**ABOUT THIS EXERCISE:**
An exact restatement of the records below is expected.

Data extracted from a collection:
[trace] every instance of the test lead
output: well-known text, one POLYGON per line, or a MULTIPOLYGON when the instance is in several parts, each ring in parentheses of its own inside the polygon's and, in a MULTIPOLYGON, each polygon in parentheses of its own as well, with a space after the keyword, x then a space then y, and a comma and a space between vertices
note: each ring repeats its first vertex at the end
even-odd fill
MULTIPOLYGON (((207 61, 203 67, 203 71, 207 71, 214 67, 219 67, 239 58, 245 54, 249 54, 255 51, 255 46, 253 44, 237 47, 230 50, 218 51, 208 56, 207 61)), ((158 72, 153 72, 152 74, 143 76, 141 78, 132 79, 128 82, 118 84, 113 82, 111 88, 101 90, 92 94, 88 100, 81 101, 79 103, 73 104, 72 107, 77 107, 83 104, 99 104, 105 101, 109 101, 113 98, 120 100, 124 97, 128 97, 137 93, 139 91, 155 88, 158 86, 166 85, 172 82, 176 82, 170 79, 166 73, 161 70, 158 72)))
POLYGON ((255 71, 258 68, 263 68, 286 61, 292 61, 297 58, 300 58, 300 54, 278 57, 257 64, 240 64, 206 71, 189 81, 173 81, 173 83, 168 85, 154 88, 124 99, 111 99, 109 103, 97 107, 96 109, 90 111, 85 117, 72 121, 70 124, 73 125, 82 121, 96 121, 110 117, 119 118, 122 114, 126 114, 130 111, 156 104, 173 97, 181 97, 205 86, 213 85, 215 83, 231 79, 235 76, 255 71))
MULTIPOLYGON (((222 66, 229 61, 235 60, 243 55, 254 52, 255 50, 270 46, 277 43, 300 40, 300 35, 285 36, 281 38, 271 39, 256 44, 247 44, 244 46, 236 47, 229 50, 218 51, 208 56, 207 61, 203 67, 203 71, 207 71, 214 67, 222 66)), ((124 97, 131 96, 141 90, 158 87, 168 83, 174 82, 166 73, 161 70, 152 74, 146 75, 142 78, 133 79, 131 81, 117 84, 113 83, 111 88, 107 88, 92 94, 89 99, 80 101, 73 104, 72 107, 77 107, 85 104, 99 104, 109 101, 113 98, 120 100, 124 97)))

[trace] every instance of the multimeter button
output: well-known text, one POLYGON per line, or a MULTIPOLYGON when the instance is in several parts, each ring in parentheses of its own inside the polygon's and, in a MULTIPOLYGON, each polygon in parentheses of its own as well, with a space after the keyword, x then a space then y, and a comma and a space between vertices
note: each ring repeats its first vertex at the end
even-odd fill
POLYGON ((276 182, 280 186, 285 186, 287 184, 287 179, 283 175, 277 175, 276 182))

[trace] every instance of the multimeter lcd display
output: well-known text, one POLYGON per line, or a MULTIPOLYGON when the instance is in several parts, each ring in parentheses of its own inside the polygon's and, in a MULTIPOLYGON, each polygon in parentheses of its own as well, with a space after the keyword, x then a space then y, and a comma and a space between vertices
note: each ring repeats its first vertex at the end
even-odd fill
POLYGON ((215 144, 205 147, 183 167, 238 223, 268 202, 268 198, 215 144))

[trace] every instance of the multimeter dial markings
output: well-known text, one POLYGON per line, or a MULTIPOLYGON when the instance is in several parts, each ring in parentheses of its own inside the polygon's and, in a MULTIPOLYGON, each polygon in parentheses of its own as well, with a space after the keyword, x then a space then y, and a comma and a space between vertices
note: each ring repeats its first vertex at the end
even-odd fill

**RESPONSE:**
[trace] every instance of the test lead
output: well-known text, one POLYGON per line, or a MULTIPOLYGON when the instance is in several parts, each ring in parentheses of its own inside the polygon's and, in a MULTIPOLYGON, each polygon in parentheses of its own as well, with a space after the keyword, x then a space then y, and a comma and a space between vertices
note: each ring repeats its first vertex at the end
even-odd fill
MULTIPOLYGON (((207 61, 203 67, 203 71, 207 71, 214 67, 219 67, 239 58, 245 54, 249 54, 255 51, 255 46, 253 44, 237 47, 230 50, 218 51, 208 56, 207 61)), ((158 72, 153 72, 152 74, 143 76, 141 78, 132 79, 128 82, 118 84, 113 82, 111 88, 101 90, 92 94, 88 100, 81 101, 79 103, 73 104, 72 107, 77 107, 83 104, 99 104, 105 101, 109 101, 113 98, 120 100, 124 97, 128 97, 137 93, 139 91, 155 88, 158 86, 166 85, 172 82, 176 82, 170 79, 166 73, 161 70, 158 72)))
POLYGON ((255 71, 258 68, 263 68, 286 61, 292 61, 297 58, 300 58, 300 54, 278 57, 257 64, 240 64, 206 71, 189 81, 173 81, 173 83, 168 85, 154 88, 124 99, 111 99, 109 103, 97 107, 96 109, 90 111, 85 117, 72 121, 70 124, 73 125, 82 121, 96 121, 110 117, 119 118, 122 114, 126 114, 130 111, 156 104, 173 97, 181 97, 205 86, 213 85, 215 83, 231 79, 235 76, 255 71))
MULTIPOLYGON (((222 66, 229 61, 235 60, 243 55, 254 52, 255 50, 270 46, 277 43, 300 40, 300 35, 285 36, 281 38, 271 39, 256 44, 247 44, 244 46, 236 47, 229 50, 218 51, 208 56, 207 61, 203 67, 203 71, 207 71, 214 67, 222 66)), ((124 97, 131 96, 141 90, 158 87, 168 83, 174 82, 166 73, 161 70, 152 74, 146 75, 142 78, 133 79, 131 81, 117 84, 113 83, 111 88, 107 88, 92 94, 89 99, 80 101, 73 104, 72 107, 77 107, 85 104, 99 104, 109 101, 113 98, 120 100, 124 97)))

[trace] every instance of the multimeter button
output: well-known text, one POLYGON per line, or a MULTIPOLYGON when the instance is in several parts, each ring in parentheses of its own inside the polygon's and, in a MULTIPOLYGON, each polygon in parentheses of its own as well, with a space after the keyword, x then a space then y, and a comma and a space between vertices
note: each ring repeats its first vertex at the end
even-odd fill
POLYGON ((276 182, 280 186, 285 186, 287 184, 287 179, 283 175, 277 175, 276 182))

[trace] every instance of the multimeter lcd display
output: well-known text, one POLYGON per line, or a MULTIPOLYGON when the instance is in several parts, each ring in parentheses of its own inside the polygon's and, in a MULTIPOLYGON, each polygon in parentheses of its own as well, with a space after the keyword, x then a space then y, and a comma and a space between vertices
note: each ring repeats its first vertex at the end
even-odd fill
POLYGON ((215 144, 205 147, 183 167, 238 223, 268 202, 268 198, 215 144))

[trace] every instance of the multimeter dial markings
output: well-known text, one POLYGON per line, or a MULTIPOLYGON when the instance is in several parts, each ring in parentheses of its own inside the polygon's and, in a MULTIPOLYGON, each polygon in parentheses of its own as well, with a space after the keyword, x then a space then y, and a comma and a space between vertices
note: each ring repeats its first vertex at the end
even-odd fill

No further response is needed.